Reproduce the material that follows, line for line and without any alteration.
>> Begin Data extract
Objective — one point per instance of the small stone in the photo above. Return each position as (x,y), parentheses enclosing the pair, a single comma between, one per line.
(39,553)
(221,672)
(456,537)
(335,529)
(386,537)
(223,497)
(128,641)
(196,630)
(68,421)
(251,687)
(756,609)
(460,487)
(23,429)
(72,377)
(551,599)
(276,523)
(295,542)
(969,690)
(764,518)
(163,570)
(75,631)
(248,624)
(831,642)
>> End Data extract
(Solved problem):
Objective — one point per instance of the small stone in the photo above. Return each position as (x,y), parentheses enclosing the pair, a single comma between, one per line.
(39,553)
(221,672)
(456,537)
(335,529)
(386,537)
(223,497)
(128,641)
(196,630)
(68,421)
(251,687)
(756,609)
(460,487)
(23,429)
(72,377)
(551,599)
(276,523)
(295,542)
(969,690)
(764,518)
(163,570)
(75,631)
(248,624)
(831,642)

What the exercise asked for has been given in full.